_Stated problem A:_
Find every line in the rows below that contains the word "dark" and copy each of those lines in full.

_Source:_
+ + +

1R05 Fire Protection

.1 Quarterly Inspection

a. Inspection Scope

The inspectors evaluated the licensees fire protection program for operational status and material condition. The inspectors focused their inspection on four plant areas important to safety:

  • February 10, 2015, Fire Areas SW-1 and SW-2, standby service water pump houses
  • February 12, 2015, Fire Area R-1, reactor building, 572 elevation
  • February 20, 2015, Fire Areas R-1, R-18/2 and M-27/2, reactor building 522 elevation including division 2 motor control center room and electrical instrument rack E-IR-H22/P027 enclosure For each area, the inspectors evaluated the fire plan against defined hazards and defense-in-depth features in the licensees fire protection program. The inspectors evaluated control of transient combustibles and ignition sources, fire detection and suppression systems, manual firefighting equipment and capability, passive fire protection features, and compensatory measures for degraded conditions.

+ + +

_Material provided:_

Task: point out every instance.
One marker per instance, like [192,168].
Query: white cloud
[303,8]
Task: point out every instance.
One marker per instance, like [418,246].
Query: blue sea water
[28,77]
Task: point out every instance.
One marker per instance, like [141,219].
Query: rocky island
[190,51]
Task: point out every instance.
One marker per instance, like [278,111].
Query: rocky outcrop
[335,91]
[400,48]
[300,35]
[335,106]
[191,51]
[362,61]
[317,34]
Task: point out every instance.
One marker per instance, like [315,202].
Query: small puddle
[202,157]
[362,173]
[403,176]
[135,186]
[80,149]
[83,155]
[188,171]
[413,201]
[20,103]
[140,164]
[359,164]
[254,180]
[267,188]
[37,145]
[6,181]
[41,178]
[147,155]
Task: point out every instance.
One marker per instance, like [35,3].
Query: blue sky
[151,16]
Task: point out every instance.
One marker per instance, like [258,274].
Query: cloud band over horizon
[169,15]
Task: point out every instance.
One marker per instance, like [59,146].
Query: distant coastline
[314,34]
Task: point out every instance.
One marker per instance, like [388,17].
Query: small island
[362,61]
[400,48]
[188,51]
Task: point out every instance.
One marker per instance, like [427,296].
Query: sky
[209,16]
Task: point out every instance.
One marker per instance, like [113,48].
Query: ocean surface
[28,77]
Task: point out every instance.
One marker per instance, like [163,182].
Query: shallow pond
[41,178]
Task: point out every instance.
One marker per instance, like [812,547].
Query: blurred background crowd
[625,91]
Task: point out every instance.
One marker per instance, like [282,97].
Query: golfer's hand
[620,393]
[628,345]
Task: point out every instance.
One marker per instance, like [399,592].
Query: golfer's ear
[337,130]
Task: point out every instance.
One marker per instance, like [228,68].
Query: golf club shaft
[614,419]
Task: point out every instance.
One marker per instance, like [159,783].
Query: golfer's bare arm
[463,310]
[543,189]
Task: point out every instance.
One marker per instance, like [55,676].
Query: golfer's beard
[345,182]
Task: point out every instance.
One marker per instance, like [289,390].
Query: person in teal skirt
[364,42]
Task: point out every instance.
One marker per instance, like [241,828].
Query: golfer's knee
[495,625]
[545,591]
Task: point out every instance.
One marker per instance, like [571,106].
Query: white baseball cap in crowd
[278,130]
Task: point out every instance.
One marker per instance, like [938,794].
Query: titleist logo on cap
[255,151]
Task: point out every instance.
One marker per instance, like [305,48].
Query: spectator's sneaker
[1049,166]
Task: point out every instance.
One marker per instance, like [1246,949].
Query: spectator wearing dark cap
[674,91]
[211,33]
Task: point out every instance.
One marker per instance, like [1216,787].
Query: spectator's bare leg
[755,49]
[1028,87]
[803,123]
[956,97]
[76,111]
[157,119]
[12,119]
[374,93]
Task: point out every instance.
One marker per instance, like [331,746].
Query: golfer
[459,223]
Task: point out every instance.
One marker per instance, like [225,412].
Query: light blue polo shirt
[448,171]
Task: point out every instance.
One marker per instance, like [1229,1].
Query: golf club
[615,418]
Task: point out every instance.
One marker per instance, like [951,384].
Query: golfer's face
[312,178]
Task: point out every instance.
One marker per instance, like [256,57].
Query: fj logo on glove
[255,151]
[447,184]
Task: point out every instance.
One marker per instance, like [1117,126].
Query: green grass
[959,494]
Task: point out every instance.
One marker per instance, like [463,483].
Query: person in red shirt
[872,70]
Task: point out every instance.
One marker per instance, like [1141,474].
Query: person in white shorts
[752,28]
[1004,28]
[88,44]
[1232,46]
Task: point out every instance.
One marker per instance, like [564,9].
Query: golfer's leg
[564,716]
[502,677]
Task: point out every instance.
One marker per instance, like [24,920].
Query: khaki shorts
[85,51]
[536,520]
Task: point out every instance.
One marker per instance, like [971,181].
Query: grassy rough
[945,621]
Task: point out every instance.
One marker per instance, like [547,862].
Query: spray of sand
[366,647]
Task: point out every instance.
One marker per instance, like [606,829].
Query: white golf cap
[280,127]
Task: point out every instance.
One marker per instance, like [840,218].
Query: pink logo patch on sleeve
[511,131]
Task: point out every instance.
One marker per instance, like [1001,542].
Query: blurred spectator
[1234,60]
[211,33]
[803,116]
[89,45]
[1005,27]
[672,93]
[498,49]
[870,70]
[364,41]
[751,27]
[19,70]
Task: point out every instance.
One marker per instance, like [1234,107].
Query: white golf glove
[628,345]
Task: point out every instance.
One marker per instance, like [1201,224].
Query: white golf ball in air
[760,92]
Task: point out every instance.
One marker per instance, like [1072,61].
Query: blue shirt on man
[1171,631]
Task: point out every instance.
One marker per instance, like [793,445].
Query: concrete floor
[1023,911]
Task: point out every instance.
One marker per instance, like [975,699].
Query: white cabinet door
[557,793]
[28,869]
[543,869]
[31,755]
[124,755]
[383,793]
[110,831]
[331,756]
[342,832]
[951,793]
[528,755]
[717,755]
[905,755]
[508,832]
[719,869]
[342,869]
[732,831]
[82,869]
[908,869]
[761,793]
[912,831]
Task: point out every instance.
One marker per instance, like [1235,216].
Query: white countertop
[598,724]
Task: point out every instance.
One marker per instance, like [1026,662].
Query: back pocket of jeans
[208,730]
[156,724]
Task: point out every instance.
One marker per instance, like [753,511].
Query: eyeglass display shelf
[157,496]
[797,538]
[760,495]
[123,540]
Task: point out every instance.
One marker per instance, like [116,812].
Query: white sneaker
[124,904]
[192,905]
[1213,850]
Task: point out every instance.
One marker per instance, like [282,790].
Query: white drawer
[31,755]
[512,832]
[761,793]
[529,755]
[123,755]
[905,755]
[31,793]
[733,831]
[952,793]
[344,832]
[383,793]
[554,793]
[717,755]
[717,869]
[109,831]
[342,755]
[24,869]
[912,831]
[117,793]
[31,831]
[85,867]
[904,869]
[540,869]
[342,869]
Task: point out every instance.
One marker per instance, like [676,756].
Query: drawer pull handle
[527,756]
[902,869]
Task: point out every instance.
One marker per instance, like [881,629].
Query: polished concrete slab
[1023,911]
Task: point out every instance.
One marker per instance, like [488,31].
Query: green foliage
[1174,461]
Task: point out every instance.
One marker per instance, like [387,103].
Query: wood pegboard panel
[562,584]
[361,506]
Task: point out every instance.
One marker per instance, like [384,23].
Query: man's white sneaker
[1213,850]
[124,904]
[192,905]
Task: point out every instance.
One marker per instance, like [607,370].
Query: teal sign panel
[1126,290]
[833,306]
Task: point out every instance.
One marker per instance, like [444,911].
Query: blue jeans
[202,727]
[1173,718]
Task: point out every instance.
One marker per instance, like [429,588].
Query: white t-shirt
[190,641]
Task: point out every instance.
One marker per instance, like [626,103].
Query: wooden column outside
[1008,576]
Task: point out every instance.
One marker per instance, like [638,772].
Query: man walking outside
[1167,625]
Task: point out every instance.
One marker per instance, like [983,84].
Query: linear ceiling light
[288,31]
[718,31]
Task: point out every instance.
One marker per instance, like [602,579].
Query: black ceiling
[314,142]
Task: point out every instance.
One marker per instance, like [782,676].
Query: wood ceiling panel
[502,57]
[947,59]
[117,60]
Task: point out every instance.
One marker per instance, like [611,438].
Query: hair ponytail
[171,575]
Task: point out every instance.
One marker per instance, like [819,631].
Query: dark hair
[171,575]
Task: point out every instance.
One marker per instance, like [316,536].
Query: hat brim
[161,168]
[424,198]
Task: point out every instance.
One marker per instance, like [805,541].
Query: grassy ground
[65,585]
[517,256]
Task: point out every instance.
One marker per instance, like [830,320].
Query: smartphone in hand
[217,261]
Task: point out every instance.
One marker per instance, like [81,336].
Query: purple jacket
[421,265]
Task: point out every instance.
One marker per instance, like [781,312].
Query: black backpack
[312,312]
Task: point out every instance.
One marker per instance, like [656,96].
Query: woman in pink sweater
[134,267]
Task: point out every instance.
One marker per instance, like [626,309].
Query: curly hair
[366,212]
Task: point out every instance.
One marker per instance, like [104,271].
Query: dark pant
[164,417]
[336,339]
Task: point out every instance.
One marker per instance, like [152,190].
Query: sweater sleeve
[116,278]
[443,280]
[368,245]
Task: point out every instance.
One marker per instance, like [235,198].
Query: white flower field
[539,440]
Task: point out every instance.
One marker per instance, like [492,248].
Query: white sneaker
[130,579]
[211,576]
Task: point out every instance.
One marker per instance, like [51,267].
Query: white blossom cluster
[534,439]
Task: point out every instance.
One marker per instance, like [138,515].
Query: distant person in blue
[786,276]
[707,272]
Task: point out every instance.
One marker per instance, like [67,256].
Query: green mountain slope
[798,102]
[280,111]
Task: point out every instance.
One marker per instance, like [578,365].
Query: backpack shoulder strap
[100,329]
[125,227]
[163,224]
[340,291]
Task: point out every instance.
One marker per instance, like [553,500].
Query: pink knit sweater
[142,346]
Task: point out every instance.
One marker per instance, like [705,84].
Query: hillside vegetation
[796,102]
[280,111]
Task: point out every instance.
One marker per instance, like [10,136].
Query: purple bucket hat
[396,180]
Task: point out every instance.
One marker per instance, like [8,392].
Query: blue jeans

+ + +

_Stated problem B:_
From the fire protection inspection text above, list every fire area designation it names, each listed once.

_Task output A:_
Query: spectator wearing dark cap
Query: dark hair
Query: dark pant

_Task output B:_
SW-1
SW-2
R-1
R-18/2
M-27/2